Saved data entries:
* * * * * * *
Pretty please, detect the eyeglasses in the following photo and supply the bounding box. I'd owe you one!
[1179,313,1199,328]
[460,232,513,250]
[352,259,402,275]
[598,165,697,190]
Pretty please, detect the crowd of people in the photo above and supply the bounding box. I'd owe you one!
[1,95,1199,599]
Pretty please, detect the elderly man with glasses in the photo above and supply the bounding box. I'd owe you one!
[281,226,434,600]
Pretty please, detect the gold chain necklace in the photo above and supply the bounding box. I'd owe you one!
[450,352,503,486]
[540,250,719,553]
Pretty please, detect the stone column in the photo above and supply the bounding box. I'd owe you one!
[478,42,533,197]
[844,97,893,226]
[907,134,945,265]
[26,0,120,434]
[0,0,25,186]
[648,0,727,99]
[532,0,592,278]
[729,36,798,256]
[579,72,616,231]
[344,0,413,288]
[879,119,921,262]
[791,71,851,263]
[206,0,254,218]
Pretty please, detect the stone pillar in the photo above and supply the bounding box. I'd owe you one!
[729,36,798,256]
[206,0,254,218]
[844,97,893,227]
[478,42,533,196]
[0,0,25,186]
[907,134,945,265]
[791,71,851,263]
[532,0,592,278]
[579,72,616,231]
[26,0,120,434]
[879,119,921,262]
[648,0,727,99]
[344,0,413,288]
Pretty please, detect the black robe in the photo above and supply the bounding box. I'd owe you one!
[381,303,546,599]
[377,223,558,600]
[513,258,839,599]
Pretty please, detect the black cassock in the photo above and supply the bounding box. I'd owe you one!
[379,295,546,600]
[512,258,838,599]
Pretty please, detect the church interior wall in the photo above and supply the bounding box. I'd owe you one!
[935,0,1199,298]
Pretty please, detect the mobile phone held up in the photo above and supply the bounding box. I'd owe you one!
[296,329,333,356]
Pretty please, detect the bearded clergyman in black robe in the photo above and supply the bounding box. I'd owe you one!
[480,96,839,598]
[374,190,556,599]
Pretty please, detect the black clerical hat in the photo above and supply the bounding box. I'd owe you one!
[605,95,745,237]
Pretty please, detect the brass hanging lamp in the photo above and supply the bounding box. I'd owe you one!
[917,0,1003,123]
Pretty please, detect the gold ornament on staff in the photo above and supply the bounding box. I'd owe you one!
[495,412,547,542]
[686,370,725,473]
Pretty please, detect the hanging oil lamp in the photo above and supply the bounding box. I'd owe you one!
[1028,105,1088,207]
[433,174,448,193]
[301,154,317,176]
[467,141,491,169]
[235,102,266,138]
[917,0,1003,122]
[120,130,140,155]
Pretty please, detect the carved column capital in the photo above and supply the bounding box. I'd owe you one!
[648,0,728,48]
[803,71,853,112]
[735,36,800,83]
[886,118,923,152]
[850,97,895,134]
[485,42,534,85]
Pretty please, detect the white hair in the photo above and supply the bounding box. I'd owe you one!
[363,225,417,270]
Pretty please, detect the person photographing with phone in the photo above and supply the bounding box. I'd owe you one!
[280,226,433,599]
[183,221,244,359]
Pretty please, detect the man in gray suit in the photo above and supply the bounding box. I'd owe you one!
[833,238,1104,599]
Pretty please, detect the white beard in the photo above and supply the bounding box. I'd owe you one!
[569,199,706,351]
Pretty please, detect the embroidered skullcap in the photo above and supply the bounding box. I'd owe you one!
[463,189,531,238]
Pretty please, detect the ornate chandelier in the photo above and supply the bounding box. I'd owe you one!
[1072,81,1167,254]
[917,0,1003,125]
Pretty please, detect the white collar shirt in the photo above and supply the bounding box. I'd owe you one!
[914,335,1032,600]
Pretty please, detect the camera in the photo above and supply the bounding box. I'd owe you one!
* * * * * * *
Could you restate every record word for word?

= Exercise answer =
Pretty please, detect the eyeglasses in the following photo and supply the bounding box. I'd owe you one!
[1179,313,1199,328]
[460,232,513,250]
[352,259,402,275]
[598,165,697,190]
Pretty please, detect the crowd of people in the photo above and supply the bounding box. I'd owe you one!
[1,95,1199,599]
Pretty please, detect the elderly man with glasses in the photo above and supply the bounding box. I'd owe you one!
[281,226,434,600]
Pretty please, detect the gold chain necklace in the photo above and supply the bounding box. I'd owe you one!
[450,352,503,486]
[540,250,719,553]
Pretty please, detect the stone column in the photo above and supply the bounding box. I'd owe you one!
[478,42,533,197]
[844,97,893,226]
[907,134,945,265]
[26,0,120,434]
[0,0,25,186]
[648,0,727,99]
[532,0,592,278]
[729,36,798,256]
[579,72,616,231]
[344,0,413,288]
[879,119,921,262]
[791,71,851,263]
[206,0,254,218]
Pretty please, detect the stone pillar in the photo above and supply the bounding box. I'd owe you one!
[729,36,798,256]
[206,0,254,218]
[844,97,893,227]
[478,42,533,196]
[0,0,25,186]
[907,134,945,265]
[791,71,851,263]
[532,0,592,278]
[579,72,616,231]
[26,0,120,434]
[879,119,921,262]
[648,0,727,99]
[344,0,413,288]
Pretty please, detect the black robe in the photo above and supply the bounding box. I'd owe you one!
[381,303,546,599]
[377,223,558,600]
[513,258,839,599]
Pretty please, detect the black cassock in the photo above and supply the bounding box. I'd owe you one!
[379,295,546,600]
[512,258,838,599]
Pretty please, detect the church interior wall in the photo above and supply the bounding box. I'd owe you one!
[935,0,1199,298]
Pretty please, detect the mobile phone held up in the photo above and supply the bounding box. I'd owe you one!
[296,329,333,356]
Pretty please, detect the bearded clergyman in black robe in the photo above and supply the bounding box. I'd owe you one!
[480,96,839,598]
[374,190,556,599]
Pretty please, detect the black clerical hat in the photo above and supply the bounding box. I'd owe you one!
[605,95,745,237]
Pretty please, detect the brass hanging lamp in the photo above and supply the bounding box. I'd owe you one!
[917,0,1003,123]
Pretty please, detect the gold ornament on staff in the photo above and supply the bounding box. I'd owe you one!
[495,412,547,542]
[686,370,725,473]
Pretty please, detect the hanging oil lamp in the photo above and supply the bounding box. I'd owe you one!
[1028,105,1088,207]
[433,174,448,193]
[301,154,317,176]
[467,141,491,169]
[235,102,266,138]
[917,0,1003,122]
[120,130,140,155]
Pretty please, detect the carved column capital in the photo above and supply the bounding box. I'd owe you one!
[648,0,728,48]
[803,71,853,112]
[735,36,800,83]
[886,118,923,152]
[850,97,895,134]
[485,42,534,85]
Pretty please, detect the white hair in the photo above and supply the bounding box. I'd owe you one!
[363,225,417,270]
Pretty please, detect the person photographing with phone in the photo above and supply the bounding box. I'd owe you one!
[280,226,433,599]
[183,221,244,359]
Pretty please, detect the man in gray suit in the photo above and supply the bounding box. I'd owe you one!
[833,238,1104,599]
Pretty please, detect the white beard in the photo above and supply the bounding box. I'd owe you one!
[569,199,706,351]
Pretty please, detect the embroidered skullcap in the photo above and supply the bounding box. I'd owe you one!
[463,189,531,238]
Pretty please, detect the ornate chandelier in the photo above and supply the bounding box. I'd owe you one!
[1072,81,1167,254]
[917,0,1003,125]
Pretty please, detect the white collar shirt in the photo above and supply the bounding box. I'd owe you one!
[914,335,1032,600]
Pretty please, detect the camera in the photo above and supply the bounding box. I'd owe you one!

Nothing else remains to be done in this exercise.